◆ DIRECTION ◆
Extract each line from the rows below that contains the string "wheel". Count only case-sensitive matches.

◆ RECORDS SHOWN ◆

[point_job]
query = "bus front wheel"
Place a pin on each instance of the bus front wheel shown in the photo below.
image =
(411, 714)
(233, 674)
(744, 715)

--

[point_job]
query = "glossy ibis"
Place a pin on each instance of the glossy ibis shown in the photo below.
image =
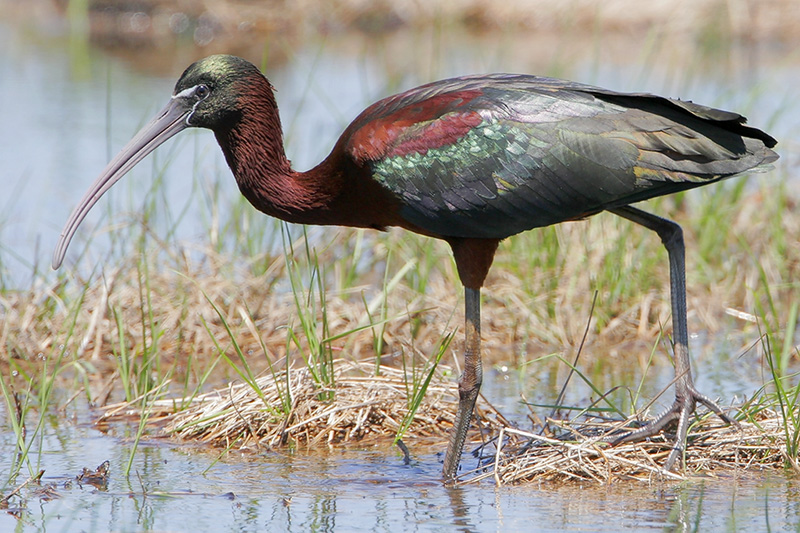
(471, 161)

◆ ANSWER TO THIS EXERCISE ◆
query = "bus front wheel"
Place a pin on each instance of the bus front wheel shown in the photo below.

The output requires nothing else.